### Work order
Every line from the one containing "If you could identify the overcast" through the last line below should be reproduced exactly; please include nothing else.

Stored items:
--
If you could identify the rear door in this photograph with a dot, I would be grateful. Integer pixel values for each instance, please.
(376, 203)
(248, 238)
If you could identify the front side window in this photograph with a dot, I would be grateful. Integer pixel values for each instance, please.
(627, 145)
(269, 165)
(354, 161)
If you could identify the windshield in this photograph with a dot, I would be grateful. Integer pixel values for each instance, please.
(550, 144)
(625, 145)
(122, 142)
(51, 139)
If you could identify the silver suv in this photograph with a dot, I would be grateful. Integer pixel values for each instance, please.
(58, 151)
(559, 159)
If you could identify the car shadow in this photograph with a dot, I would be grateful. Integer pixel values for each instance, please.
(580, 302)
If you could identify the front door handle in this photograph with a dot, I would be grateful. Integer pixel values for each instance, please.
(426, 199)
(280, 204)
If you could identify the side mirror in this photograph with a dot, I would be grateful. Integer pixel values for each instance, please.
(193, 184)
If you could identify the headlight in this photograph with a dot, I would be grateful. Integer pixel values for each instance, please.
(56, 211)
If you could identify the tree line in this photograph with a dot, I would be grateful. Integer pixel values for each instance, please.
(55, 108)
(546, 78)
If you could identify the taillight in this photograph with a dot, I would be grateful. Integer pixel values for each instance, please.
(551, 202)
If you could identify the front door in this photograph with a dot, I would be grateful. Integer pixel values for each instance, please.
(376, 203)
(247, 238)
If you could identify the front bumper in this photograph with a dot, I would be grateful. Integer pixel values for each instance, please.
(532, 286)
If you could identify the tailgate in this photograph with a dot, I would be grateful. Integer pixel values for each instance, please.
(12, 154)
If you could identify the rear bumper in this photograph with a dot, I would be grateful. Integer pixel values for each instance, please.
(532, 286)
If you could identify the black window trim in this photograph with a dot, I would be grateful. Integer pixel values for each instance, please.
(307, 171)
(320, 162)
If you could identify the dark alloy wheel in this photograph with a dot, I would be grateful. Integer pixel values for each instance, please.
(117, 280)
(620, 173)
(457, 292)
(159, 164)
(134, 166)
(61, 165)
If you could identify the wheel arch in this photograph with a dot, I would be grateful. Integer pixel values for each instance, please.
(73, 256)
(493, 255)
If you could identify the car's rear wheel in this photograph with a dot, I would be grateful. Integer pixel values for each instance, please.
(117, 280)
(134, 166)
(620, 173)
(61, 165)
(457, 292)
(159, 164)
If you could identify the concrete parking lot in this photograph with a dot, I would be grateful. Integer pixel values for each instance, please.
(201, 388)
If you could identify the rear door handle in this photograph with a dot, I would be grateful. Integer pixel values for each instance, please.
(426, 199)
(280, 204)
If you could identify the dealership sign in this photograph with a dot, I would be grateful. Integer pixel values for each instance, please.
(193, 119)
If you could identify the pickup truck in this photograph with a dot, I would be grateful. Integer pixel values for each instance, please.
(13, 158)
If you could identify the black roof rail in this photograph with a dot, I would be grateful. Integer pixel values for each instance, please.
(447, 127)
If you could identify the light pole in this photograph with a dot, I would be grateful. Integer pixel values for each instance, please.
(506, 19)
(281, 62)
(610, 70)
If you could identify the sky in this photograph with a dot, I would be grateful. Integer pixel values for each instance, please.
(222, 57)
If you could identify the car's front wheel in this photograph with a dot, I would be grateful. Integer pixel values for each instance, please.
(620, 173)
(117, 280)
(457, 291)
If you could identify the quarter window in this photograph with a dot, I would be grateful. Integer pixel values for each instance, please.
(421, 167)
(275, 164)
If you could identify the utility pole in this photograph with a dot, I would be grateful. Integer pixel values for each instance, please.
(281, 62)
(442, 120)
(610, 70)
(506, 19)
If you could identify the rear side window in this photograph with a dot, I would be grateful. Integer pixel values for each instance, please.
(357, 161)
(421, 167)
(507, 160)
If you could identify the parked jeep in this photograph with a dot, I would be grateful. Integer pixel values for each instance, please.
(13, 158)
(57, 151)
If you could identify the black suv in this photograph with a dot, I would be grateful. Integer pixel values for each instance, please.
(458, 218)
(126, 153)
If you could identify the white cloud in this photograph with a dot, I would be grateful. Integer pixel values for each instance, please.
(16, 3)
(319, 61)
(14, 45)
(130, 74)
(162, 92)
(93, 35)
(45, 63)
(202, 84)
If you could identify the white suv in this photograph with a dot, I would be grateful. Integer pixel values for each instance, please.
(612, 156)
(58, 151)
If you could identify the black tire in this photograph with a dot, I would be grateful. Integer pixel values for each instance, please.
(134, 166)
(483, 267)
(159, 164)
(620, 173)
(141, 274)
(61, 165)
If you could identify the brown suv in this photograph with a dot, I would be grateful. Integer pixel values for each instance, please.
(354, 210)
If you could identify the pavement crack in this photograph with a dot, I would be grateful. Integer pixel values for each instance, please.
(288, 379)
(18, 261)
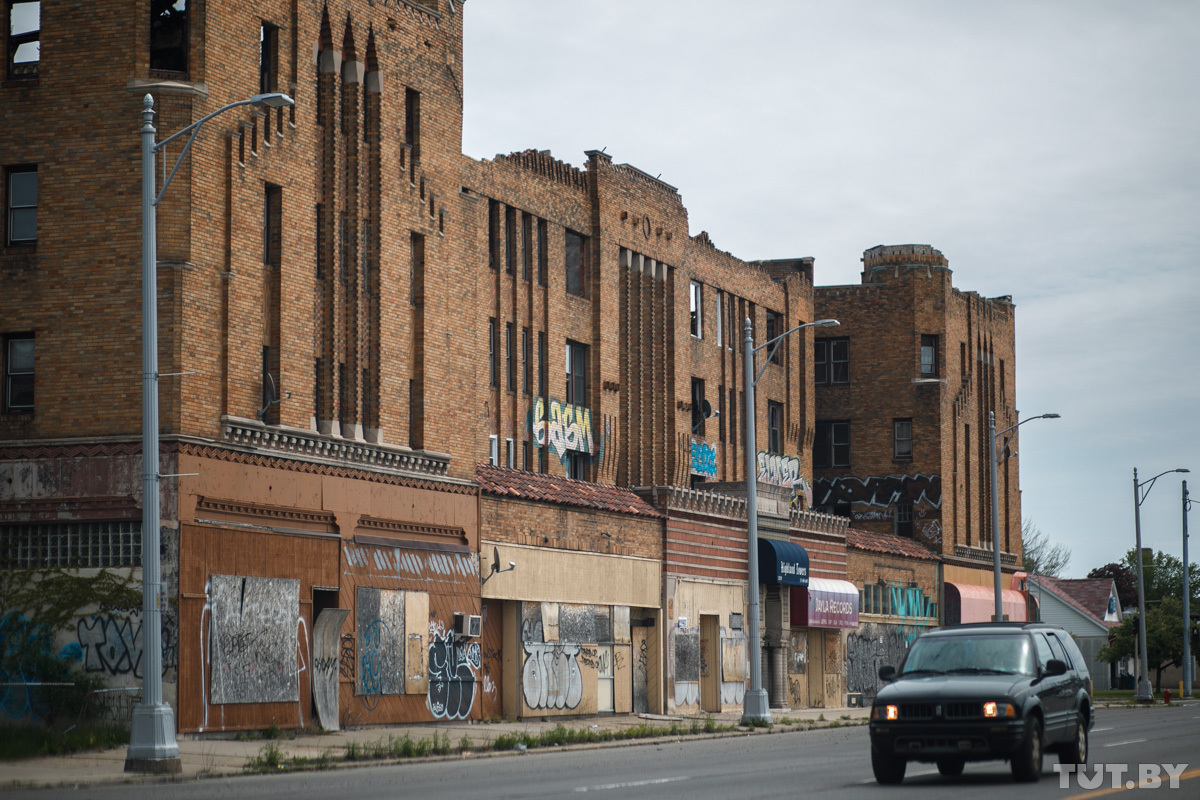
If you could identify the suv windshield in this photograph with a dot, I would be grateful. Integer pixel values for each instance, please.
(971, 654)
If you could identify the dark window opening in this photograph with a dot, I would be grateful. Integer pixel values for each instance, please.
(901, 439)
(24, 38)
(168, 35)
(831, 445)
(831, 361)
(18, 372)
(775, 426)
(268, 58)
(22, 205)
(576, 271)
(576, 373)
(928, 355)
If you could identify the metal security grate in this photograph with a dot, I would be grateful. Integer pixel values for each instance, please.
(71, 545)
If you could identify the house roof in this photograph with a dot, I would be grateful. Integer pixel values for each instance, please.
(889, 543)
(539, 487)
(1090, 596)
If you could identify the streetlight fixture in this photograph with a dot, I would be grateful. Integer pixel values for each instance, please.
(995, 498)
(1144, 693)
(756, 708)
(153, 746)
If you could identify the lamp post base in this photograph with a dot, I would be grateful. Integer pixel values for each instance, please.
(755, 708)
(153, 746)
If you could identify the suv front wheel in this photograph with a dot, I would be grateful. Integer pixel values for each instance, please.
(888, 769)
(1027, 758)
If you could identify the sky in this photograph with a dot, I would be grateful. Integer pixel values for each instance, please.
(1049, 149)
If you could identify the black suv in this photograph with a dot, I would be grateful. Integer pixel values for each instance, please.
(979, 692)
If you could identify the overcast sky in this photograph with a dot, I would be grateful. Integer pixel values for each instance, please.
(1050, 150)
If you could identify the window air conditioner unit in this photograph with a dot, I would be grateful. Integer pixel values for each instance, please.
(467, 626)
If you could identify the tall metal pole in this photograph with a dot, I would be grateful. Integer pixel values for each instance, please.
(1144, 693)
(755, 708)
(153, 746)
(1187, 603)
(995, 516)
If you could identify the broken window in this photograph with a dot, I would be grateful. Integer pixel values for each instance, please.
(24, 38)
(168, 35)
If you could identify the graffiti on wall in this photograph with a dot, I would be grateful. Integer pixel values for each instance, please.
(785, 470)
(551, 677)
(253, 638)
(880, 492)
(703, 459)
(453, 667)
(563, 427)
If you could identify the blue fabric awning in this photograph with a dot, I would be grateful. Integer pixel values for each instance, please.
(783, 563)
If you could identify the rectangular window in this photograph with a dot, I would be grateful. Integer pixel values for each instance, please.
(510, 240)
(493, 365)
(413, 124)
(527, 246)
(543, 371)
(268, 58)
(493, 234)
(696, 306)
(831, 445)
(697, 407)
(576, 271)
(543, 256)
(576, 373)
(775, 328)
(21, 202)
(510, 355)
(168, 35)
(18, 373)
(928, 355)
(775, 426)
(901, 439)
(526, 361)
(831, 361)
(24, 38)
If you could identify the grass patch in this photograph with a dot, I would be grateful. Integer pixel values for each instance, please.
(30, 741)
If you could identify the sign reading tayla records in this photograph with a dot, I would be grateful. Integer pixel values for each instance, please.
(784, 470)
(565, 428)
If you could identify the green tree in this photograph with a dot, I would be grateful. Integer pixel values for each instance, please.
(1164, 642)
(1039, 555)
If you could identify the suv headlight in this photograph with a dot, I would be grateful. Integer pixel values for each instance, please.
(886, 713)
(993, 709)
--
### Task answer
If you could identify the overcast sky in this photograph with a dot, I would be grateful. Integer pixel values for each instance, please.
(1050, 150)
If you could identify the window air conditioner unit in this photograph with a dot, I would be grateful. Integer pixel values for each instance, please.
(467, 626)
If you could identify the tall metal pole in this photograph with a dot, I would be grateful. Integer pixel values for each instance, please.
(1144, 693)
(755, 708)
(153, 746)
(1187, 603)
(995, 516)
If you could identify the broken window in this photograph with a dot, I would be grateful. Integer pixel values for each instance, please.
(24, 38)
(168, 35)
If you could identify the graffiti on wall in this photograph with a dot, I would be grateful. Integer pixel values for each instance, please.
(785, 470)
(551, 677)
(253, 638)
(880, 492)
(703, 459)
(453, 667)
(563, 427)
If you could identify the blue fabric awning in this photograph with a dot, I would be grateful. Integer pixel values for each instance, please.
(783, 563)
If you could identify the rectangular window in this photograph with a dot, I would be grateful. Integer pixel values for each instance, please.
(510, 240)
(493, 365)
(413, 124)
(527, 246)
(543, 371)
(268, 58)
(493, 234)
(696, 306)
(831, 445)
(697, 407)
(576, 271)
(543, 256)
(576, 373)
(775, 328)
(21, 202)
(510, 355)
(168, 35)
(18, 373)
(928, 355)
(775, 426)
(901, 439)
(526, 361)
(831, 361)
(24, 38)
If you could identify the grass patch in this photograph with a dot, I would be grateful. Integer pixel values for each instance, please.
(30, 741)
If you could identify the sign reading tayla records in this photograph with a dot, I would be grateful. Integer pixel values for each instance, please.
(784, 470)
(565, 428)
If you could identify the green tree in this photograph with a dot, I would be grateful. Integer pixel values for each instance, please.
(1164, 642)
(1039, 555)
If you could identify the suv headlight in this photograph with a dot, I would be grateful. Integer pixel values for each instance, please.
(886, 713)
(993, 709)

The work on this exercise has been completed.